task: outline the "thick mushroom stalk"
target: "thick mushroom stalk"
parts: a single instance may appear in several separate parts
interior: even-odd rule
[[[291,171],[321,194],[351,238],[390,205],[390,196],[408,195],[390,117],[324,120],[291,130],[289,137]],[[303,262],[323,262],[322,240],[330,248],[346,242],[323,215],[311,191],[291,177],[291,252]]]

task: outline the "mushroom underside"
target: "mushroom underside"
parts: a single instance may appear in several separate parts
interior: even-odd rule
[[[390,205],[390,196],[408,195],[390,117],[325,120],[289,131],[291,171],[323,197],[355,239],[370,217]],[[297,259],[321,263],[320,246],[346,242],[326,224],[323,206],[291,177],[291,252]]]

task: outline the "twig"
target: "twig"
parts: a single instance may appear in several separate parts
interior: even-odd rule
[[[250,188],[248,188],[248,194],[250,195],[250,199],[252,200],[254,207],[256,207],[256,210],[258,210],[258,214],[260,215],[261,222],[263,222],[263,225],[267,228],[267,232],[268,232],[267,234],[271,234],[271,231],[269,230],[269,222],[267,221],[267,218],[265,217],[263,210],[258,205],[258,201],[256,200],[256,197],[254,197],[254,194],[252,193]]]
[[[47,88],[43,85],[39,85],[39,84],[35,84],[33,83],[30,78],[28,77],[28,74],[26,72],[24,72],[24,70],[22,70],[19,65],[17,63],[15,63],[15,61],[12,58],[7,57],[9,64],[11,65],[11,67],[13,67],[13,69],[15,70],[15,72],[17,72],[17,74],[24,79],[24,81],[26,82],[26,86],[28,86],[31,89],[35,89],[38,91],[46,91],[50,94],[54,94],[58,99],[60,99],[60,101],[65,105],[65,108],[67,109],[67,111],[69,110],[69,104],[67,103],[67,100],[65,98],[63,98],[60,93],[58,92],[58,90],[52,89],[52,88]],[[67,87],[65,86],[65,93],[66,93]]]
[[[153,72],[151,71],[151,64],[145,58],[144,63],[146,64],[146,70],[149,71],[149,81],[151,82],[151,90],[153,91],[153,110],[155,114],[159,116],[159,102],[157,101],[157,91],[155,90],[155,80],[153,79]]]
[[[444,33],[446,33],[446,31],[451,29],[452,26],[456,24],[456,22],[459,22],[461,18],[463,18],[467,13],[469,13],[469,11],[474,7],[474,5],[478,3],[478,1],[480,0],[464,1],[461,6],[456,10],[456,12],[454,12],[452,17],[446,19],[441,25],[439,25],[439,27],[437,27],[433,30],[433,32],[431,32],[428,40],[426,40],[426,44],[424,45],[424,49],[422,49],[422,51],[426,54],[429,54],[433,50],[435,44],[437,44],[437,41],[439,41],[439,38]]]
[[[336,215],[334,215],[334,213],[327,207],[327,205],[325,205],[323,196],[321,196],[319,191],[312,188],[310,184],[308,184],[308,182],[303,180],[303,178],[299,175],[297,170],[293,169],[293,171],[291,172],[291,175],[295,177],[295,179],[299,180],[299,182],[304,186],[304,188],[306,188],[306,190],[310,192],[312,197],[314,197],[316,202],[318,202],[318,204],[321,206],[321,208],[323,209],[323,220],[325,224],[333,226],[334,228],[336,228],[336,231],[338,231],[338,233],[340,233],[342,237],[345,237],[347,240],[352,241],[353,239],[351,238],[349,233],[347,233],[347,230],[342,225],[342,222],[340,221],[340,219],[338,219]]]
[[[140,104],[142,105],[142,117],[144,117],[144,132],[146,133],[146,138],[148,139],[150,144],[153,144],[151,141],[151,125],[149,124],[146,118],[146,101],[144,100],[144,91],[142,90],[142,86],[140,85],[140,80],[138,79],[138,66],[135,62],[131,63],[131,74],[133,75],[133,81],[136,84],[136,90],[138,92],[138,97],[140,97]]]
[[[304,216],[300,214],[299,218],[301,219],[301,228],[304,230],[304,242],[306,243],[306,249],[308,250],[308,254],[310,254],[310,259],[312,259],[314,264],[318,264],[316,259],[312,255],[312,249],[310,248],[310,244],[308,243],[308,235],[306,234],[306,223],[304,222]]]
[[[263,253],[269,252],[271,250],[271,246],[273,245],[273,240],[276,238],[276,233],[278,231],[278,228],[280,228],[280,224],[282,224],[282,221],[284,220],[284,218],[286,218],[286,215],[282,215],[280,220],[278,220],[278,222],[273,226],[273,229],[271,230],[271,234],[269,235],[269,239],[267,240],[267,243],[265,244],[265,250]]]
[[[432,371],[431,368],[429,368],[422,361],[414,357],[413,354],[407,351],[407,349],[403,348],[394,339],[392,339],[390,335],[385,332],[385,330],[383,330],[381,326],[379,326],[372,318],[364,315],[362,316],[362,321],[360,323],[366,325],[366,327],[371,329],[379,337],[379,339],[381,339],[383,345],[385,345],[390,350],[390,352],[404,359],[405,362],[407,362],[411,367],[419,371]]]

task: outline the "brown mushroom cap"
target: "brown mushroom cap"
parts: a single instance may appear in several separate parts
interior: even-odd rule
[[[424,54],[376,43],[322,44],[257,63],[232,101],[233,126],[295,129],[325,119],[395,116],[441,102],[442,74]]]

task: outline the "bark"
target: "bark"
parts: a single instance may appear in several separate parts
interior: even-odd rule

• Prompt
Scan the listing above and report how many of its lines hold the word "outline", giving the number only.

• Solved problem
5